_EXCERPTED DATA_

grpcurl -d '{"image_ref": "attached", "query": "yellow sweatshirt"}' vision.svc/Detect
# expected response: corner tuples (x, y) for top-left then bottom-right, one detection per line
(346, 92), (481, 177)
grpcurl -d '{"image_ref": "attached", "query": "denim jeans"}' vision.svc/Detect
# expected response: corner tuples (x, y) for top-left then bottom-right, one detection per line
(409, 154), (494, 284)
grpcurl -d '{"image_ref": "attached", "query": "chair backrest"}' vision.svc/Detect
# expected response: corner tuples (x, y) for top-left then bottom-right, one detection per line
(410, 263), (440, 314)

_TASK DIRECTIONS_
Rewrite every line of the records above as a Markdown table with two columns, Row and Text, where Row is the line's number and Text is the line itself. Skip blank lines.

_FINAL RESULT_
| Row | Text |
|---|---|
| 1 | grpcurl -d '{"image_ref": "attached", "query": "yellow sweatshirt"}' vision.svc/Detect |
| 2 | # expected response: corner tuples (x, y) for top-left then bottom-right, one detection per line |
| 3 | (346, 92), (481, 177) |
| 4 | grpcurl -d '{"image_ref": "attached", "query": "denim jeans"}' vision.svc/Detect |
| 5 | # expected response: corner tuples (x, y) for top-left then bottom-right, one detection per line |
| 6 | (409, 154), (494, 284) |
| 7 | grpcurl -d '{"image_ref": "attached", "query": "chair backrest"}' vision.svc/Detect |
| 8 | # expected response: corner tuples (x, y) for top-left then bottom-right, one detection per line |
| 9 | (410, 263), (440, 314) |